### PROVIDED PASSAGE:
===

Dad was an aircraft mechanic. He was born 10 years after the Wright brothers flew, and dreamed of being a pilot himself someday. He passed all the tests but failed the eye exam.
So he did the next best thing and got a job working on planes for companies like Vultee, Convair, and Pan Am, and finished out his career at NASA's Ames Research Center at Moffett Field Naval Air Station in Mountain View, California. In his life he saw the Spruce Goose fly, worked on P-51 Mustangs bound for the war in the Pacific, and shook hands with Neil Armstrong, who was just back from the moon.
Editor's note: Stories about fathers are a rich vein in motorcycling. Here's one example as we wish you a happy Father's Day.
Dad had big, rough-knuckled hands with thick blue veins running down the back, and if I close my eyes I can still see them turning a wrench, or sawing a board, or hammering a nail. To this day I use hand tools exactly the same way he did. Exactly.
We weren't the kind of father and son you see on old sitcoms, playing basketball in the driveway or working on cars together. We had fundamental differences of opinion about certain things. He thought Nixon was trying to save Vietnam from the Communists. I thought Nixon was trying to get me killed by the Communists. Dad wanted me to go to college. I wanted to go to the Daytona 200. It wasn't as if we were constantly at odds, but we didn't have a lot of common ground, and many years passed between us in uneasy silence.
Once during those years, while I was out in the garage trying to graft a Yamaha RD350 front brake caliper to the Ceriani fork on my TD2-B roadracer, he came in and asked what I was doing. As I explained, he squatted beside me, and with his ever-present translucent green mechanical pencil with "Property US Government" stamped on it, he began making sketches on a piece of cardboard, taking several measurements with a small steel ruler he kept in his shirt pocket next to his pencil. Then he stood up, put the pencil and ruler and the sketches in his shirt pocket, and left.
A few hours later he returned with an aluminum bracket he had fabricated at the San Jose airport, where he moonlighted working on avionics systems for private pilots. It was a masterpiece of three-dimensional design, a single piece that spanned the distance between fork and caliper as economically and as elegantly as if da Vinci had dreamed it. Four marks with a center punch and another trip to the airport later, and mounting holes appeared exactly where they needed to be.

===

Saved data entries:
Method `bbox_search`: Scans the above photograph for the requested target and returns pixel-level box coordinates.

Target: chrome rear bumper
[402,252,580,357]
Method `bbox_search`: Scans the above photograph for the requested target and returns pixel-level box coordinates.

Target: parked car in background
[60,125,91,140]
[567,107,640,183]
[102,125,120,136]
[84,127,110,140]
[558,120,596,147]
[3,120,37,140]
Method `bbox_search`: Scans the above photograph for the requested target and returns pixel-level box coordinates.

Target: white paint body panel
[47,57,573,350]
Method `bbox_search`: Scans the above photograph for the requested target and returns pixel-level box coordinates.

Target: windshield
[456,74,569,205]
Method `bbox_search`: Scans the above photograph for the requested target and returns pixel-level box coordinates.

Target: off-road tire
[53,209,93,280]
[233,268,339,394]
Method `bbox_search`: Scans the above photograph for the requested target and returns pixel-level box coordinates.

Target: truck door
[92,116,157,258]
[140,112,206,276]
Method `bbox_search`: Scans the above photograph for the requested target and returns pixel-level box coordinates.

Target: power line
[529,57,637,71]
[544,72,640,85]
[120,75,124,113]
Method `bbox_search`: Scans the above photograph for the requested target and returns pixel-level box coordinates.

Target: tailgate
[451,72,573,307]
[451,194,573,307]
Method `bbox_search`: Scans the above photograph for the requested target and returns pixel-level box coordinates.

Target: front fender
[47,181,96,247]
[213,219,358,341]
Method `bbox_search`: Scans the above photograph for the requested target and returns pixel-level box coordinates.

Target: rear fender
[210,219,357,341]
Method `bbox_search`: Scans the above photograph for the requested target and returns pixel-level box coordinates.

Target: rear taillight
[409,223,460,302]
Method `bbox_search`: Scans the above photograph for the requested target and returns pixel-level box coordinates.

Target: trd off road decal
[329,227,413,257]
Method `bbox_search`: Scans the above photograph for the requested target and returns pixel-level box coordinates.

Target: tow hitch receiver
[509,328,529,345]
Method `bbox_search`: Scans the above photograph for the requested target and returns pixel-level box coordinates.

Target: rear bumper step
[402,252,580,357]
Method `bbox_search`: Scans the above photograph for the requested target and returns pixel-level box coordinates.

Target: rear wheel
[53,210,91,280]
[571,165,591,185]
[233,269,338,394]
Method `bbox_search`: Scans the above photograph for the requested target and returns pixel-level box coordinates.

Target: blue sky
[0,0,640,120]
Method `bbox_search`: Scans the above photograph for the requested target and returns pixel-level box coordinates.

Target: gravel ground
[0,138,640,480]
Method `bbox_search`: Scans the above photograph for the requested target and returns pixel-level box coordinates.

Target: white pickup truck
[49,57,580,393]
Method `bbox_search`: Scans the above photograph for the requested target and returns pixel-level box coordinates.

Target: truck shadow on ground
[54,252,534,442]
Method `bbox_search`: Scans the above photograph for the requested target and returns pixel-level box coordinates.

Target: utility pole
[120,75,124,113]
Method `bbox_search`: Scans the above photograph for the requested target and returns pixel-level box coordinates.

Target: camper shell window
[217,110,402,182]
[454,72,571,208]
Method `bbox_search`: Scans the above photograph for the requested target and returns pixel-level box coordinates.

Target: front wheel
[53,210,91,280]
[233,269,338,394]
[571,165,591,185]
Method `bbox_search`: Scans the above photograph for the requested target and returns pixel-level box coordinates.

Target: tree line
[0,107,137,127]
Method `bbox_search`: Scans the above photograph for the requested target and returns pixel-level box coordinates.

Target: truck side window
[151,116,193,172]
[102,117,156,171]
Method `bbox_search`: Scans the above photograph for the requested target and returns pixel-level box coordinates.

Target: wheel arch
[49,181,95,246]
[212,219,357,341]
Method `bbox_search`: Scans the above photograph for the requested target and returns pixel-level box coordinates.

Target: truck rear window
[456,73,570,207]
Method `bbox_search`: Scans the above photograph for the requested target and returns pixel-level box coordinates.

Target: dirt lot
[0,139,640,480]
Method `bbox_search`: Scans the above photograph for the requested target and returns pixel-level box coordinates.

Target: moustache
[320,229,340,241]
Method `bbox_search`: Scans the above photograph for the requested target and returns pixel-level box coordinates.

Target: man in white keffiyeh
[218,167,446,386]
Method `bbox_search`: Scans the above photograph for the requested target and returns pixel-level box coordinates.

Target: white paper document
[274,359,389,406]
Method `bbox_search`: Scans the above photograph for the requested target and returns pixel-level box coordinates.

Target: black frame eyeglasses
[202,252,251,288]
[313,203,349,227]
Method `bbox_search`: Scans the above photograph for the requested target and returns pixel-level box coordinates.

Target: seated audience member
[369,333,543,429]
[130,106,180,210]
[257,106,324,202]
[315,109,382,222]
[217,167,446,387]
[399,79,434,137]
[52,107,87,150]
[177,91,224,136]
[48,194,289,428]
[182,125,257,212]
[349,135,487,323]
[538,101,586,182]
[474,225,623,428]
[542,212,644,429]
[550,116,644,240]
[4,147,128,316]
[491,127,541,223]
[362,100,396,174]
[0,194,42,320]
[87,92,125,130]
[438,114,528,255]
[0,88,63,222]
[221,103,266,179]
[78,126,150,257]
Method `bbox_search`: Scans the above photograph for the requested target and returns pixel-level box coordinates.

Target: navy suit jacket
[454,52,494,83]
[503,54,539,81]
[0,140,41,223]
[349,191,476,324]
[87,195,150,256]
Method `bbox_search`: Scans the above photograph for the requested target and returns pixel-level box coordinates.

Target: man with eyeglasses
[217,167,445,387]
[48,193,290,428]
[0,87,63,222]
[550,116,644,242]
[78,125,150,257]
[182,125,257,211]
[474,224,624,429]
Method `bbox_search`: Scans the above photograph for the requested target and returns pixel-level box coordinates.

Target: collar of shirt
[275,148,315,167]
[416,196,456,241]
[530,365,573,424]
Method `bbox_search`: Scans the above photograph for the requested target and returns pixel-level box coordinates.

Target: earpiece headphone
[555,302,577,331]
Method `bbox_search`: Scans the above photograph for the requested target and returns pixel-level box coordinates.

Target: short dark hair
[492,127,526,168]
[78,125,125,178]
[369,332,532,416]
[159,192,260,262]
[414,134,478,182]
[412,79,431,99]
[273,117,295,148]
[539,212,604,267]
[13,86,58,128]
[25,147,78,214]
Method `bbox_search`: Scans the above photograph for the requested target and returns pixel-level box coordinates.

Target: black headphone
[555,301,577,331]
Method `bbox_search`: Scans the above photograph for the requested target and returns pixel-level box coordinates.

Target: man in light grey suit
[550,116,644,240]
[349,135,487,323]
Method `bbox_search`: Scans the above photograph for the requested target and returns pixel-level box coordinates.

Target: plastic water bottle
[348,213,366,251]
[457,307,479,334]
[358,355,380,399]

===

### THE TASK:
Swap "Pan Am" for "TWA" in the story about Dad and write out its passage starting at "Dad was an aircraft" and ending at "from the moon.".

### TASK RESULT:
Dad was an aircraft mechanic. He was born 10 years after the Wright brothers flew, and dreamed of being a pilot himself someday. He passed all the tests but failed the eye exam.
So he did the next best thing and got a job working on planes for companies like Vultee, Convair, and TWA, and finished out his career at NASA's Ames Research Center at Moffett Field Naval Air Station in Mountain View, California. In his life he saw the Spruce Goose fly, worked on P-51 Mustangs bound for the war in the Pacific, and shook hands with Neil Armstrong, who was just back from the moon.